◆ **WHAT YOU SHOULD DO**
Each record should be set down again so that it matches the original exactly.

◆ **SOURCE DATA**
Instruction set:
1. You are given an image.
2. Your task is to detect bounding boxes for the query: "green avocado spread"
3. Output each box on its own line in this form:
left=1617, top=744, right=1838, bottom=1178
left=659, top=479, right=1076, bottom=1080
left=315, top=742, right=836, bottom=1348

◆ **EXERCISE SOLUTION**
Instruction set:
1. You are given an image.
2. Your task is to detect bounding boxes for the query: "green avocado spread"
3. Output each box on its own line in this form:
left=1617, top=744, right=1838, bottom=1178
left=659, top=479, right=1076, bottom=1080
left=315, top=742, right=836, bottom=1348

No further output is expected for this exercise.